HÜDAPAR'lı Yapıcıoğlu: Türkiye ile Abdullah Öcalan bir yıldır görüşmeler yapıyor
HÜDAPAR Genel Başkanı Zekeriya Yapıcıoğlu “Yaklaşık bir yıldır Türkiye devleti ile Abdullah Öcalan görüşmeler yapıyor, birbirleriyle temas halindeler ve bu konular hakkında konuşuyorlar” ifadelerini kullandı.

HÜDAPAR Genel Başkanı Zekeriya Yapıcıoğlu, Türkiye istihbaratı ile PKK lideri Abdullah Öcalan arasındaki görüşmelerin yaklaşık 1 yıldır devam ettiğini söyledi.
Rûdaw’ın sorularını yanıtlayan Yapıcıoğlu, “Yeni bir çözüm süreci başlayacak mı?” sorusuna verdiği yanıtta “Bence süreç başladı. Yaklaşık bir yıldır Abdullah Öcalan ile Türk istihbaratı arasında görüşmeler yapılıyor. Görünüşe göre bir aşamaya gelindi. Ancak siyasetçilerin çoğu bundan kapsamlı olarak haberdar olmayabilir” ifadesini kullandı.
Yapıcıoğlu, şu ifadeleri kullandı:
“Yaklaşık bir yıldır Türkiye devleti ile Abdullah Öcalan görüşmeler yapıyor, birbirleriyle temas halindeler ve bu konular hakkında konuşuyorlar. Abdullah Öcalan’a giden heyetlerin de kendisine gerekli bilgileri ve detayları aktardığını düşünüyorum. Bu mesele mutlaka konuşulmuştur. Silahlar nereye bırakılacak? Kim bırakacak? Silah bırakanlar nereye gidecek? Bunlar mutlaka ele alınan konulardır. Belki bir mekanizma üzerinde çalışılıyordur.

==========

» **Görev ayrıntıları**
Yapıcıoğlu'nun Öcalan ile yapılan görüşmeler hakkındaki sözlerini aktaran haberi, gösterilen son cümleden sonra sürdürün.

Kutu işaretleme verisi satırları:
==========

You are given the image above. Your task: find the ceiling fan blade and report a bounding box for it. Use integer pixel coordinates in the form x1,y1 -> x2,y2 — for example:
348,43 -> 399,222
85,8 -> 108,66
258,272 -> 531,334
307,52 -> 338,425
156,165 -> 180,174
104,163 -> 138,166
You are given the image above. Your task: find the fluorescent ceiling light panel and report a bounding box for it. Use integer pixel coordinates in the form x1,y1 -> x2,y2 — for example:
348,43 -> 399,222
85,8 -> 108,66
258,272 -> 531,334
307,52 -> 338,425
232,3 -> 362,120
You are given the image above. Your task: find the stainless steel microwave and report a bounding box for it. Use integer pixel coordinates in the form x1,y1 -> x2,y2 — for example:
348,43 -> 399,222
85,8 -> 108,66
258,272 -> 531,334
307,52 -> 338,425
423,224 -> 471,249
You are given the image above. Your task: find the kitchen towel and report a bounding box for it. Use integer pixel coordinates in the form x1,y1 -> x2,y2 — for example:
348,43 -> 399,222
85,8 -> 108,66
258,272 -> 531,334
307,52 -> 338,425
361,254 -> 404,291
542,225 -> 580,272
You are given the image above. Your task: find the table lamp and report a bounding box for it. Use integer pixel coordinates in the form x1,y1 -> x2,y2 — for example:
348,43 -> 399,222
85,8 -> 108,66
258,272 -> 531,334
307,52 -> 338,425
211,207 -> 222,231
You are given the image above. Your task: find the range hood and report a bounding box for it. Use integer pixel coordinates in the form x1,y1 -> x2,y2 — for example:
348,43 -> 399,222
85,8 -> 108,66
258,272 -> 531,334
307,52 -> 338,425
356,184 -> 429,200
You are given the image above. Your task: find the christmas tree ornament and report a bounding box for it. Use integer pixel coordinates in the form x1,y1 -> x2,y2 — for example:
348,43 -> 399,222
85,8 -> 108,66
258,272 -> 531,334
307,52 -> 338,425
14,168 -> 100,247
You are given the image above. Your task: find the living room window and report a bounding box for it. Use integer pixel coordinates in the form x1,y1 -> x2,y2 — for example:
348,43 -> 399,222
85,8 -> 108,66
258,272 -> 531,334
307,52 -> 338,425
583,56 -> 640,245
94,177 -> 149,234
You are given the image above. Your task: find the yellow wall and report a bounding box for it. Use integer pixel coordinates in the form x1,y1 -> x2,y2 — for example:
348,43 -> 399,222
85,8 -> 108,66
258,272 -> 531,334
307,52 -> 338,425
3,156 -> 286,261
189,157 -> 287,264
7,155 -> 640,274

==========

» **Cevap aşağıda**
Bu sadece Türkiye ve PKK arasında ya da Türkiye devleti ile Abdullah Öcalan arasında bir mesele değil. Bana göre bazı uluslararası taraflar da bu süreçte yer alıyor. Başta da belirttiğiniz gibi eğer silahsızlanma gerçekleşirse bunun Irak Kürdistan Bölgesi üzerinde de etkisi olacak. Aynı şekilde Suriye Kürdistanı (Rojava) üzerinde de etkisi olacak. Yani her ne kadar süreç Türkiye’deki Kürtleri ve PKK’nin silahsızlanmasını ilgilendirse de, tüm bölgeyi etkileyen bir durumdur. İran, Irak, Bağdat merkezi hükümeti ve Şam yönetimi de bu sürece dahildir. Hepsi birbirine bağlı ve etkileniyor.
“ROJOVA’DA KAMP KURULABİLİR”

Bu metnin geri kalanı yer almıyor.